[Begin Records to use]

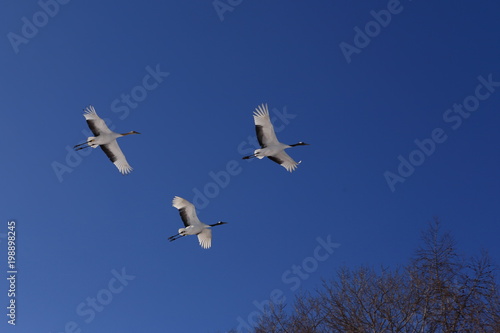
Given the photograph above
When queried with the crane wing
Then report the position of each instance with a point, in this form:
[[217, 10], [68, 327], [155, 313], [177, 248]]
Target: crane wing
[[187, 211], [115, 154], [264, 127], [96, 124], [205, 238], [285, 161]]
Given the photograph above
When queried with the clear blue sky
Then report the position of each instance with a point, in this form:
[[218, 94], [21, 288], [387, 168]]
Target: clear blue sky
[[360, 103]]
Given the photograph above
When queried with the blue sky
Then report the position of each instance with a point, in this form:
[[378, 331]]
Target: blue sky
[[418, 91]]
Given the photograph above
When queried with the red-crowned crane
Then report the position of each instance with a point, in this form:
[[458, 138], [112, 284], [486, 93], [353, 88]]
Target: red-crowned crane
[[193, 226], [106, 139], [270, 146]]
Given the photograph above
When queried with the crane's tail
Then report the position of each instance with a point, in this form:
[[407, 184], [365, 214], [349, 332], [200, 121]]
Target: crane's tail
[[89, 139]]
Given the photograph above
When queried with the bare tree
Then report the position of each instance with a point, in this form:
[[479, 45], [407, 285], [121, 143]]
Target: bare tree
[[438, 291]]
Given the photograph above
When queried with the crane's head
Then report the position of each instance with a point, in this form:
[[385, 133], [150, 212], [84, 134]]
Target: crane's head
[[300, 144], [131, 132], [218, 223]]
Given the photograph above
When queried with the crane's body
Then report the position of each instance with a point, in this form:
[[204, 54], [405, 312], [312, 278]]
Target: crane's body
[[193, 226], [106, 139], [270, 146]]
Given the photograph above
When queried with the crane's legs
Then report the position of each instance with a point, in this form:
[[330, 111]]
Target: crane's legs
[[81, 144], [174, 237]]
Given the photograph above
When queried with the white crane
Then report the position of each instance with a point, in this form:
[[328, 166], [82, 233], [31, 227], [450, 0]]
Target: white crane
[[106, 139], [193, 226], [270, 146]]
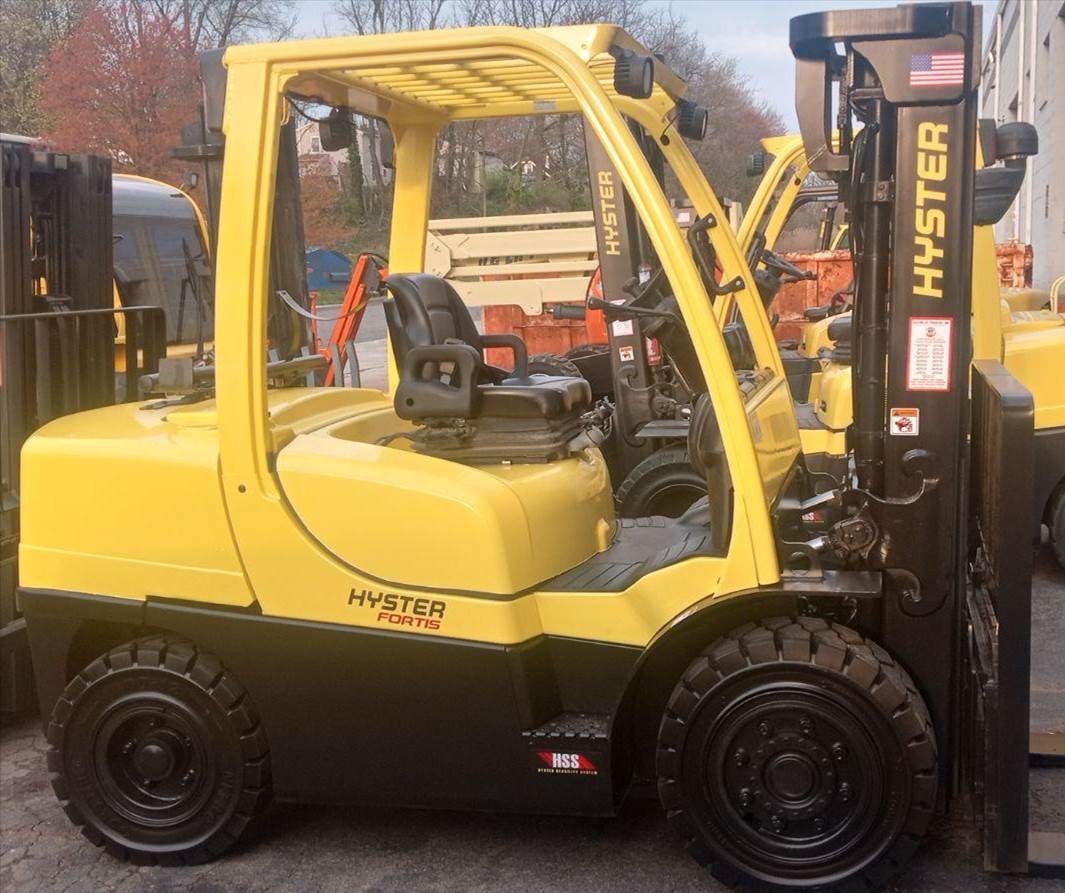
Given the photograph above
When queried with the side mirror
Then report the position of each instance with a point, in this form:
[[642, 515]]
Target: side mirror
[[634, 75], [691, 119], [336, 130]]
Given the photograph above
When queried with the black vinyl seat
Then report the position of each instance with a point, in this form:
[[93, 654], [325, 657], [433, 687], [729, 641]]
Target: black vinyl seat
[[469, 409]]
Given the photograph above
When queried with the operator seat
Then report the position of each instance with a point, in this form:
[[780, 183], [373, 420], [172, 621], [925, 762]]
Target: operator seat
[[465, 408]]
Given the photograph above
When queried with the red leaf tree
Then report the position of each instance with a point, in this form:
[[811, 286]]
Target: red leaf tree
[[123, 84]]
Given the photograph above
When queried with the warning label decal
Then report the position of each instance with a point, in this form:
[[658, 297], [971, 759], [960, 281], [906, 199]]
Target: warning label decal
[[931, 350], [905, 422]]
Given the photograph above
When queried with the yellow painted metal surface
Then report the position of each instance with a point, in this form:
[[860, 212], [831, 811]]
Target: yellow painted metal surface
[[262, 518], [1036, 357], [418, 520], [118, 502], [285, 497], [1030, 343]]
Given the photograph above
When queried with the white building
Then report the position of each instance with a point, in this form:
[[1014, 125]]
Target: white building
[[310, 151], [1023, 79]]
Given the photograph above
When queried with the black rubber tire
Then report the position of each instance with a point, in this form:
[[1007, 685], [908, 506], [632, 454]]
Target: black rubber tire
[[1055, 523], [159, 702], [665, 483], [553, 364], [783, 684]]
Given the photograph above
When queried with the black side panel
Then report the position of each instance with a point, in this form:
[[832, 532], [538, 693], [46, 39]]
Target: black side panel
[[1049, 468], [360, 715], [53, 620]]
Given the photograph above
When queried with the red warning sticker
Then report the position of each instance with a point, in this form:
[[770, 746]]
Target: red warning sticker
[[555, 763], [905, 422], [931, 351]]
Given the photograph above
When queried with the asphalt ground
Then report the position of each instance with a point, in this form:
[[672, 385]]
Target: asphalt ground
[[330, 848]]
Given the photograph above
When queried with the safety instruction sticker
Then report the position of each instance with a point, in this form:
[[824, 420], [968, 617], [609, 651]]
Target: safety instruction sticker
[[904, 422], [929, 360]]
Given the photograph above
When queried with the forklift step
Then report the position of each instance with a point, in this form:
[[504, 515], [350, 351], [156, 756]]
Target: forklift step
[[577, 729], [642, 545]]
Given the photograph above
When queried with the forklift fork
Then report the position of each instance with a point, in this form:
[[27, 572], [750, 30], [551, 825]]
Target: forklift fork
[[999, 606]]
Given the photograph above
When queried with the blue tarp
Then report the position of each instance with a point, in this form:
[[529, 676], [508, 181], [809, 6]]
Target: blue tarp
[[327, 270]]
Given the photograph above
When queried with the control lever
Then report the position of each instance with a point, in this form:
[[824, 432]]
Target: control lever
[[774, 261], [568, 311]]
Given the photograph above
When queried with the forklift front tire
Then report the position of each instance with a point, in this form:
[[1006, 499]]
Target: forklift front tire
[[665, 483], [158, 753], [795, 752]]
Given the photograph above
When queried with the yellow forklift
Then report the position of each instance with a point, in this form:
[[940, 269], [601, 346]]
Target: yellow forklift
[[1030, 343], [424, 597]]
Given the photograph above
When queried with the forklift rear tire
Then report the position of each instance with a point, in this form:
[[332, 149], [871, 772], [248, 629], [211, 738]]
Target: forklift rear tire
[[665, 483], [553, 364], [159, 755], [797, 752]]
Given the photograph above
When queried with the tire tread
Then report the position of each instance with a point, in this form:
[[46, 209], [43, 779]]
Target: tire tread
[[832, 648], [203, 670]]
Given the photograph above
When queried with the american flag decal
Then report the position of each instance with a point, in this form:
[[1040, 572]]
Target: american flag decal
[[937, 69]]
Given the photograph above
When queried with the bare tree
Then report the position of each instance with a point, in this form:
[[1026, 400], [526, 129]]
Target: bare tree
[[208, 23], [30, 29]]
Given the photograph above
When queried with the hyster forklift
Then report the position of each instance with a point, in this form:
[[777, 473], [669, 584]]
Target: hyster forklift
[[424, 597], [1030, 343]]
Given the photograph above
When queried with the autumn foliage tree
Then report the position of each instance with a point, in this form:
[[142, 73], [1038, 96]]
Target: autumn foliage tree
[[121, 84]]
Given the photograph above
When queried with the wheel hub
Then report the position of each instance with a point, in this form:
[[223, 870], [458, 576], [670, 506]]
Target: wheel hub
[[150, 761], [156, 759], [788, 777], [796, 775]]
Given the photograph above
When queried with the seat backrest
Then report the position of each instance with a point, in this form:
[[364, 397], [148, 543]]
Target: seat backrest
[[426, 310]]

[End Records to use]
[Begin Records to use]

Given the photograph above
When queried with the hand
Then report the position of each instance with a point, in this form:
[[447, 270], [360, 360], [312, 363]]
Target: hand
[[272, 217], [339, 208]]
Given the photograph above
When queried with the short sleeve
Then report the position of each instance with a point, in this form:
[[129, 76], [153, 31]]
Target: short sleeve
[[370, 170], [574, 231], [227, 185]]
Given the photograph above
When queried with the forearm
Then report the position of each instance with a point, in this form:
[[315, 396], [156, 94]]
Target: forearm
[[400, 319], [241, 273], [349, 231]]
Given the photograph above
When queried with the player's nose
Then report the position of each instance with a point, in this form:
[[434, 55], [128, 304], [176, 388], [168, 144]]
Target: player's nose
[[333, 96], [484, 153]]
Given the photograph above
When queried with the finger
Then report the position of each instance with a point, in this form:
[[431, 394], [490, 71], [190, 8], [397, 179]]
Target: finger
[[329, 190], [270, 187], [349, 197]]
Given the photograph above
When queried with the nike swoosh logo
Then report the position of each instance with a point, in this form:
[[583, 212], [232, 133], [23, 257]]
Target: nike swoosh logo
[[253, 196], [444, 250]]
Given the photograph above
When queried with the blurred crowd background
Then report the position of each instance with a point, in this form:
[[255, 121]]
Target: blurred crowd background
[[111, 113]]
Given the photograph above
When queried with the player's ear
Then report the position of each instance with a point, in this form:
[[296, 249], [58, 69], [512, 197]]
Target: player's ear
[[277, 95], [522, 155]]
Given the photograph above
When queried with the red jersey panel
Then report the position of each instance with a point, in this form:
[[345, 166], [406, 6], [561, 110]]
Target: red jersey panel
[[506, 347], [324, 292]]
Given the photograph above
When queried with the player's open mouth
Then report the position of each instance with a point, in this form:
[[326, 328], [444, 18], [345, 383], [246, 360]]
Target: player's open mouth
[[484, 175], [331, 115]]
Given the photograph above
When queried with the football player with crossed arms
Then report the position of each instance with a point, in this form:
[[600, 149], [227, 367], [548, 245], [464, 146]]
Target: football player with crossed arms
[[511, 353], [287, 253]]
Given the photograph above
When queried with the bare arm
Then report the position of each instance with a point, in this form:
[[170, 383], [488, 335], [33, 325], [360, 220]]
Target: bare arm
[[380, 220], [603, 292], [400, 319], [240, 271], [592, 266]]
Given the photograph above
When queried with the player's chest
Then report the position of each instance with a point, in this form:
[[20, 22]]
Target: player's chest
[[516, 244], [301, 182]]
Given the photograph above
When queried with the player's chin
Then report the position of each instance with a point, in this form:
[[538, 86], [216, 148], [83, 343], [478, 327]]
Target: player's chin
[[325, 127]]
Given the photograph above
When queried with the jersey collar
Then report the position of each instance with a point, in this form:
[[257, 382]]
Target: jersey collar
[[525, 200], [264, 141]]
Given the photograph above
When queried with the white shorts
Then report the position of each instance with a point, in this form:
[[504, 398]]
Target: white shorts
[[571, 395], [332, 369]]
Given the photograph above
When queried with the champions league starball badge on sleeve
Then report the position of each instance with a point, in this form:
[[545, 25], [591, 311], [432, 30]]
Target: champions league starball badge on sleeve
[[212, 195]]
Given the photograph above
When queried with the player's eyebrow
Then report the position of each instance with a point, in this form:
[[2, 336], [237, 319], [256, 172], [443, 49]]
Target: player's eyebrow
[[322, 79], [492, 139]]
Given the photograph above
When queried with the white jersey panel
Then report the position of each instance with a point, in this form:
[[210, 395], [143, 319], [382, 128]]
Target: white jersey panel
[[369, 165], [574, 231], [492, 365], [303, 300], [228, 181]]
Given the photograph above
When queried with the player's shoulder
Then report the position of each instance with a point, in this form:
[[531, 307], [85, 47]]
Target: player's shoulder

[End Records to use]

Goal:
Please list each line from the entries above that contains the string "head", copying every such line in full.

Written response:
When queried with the crane's head
Target: crane's head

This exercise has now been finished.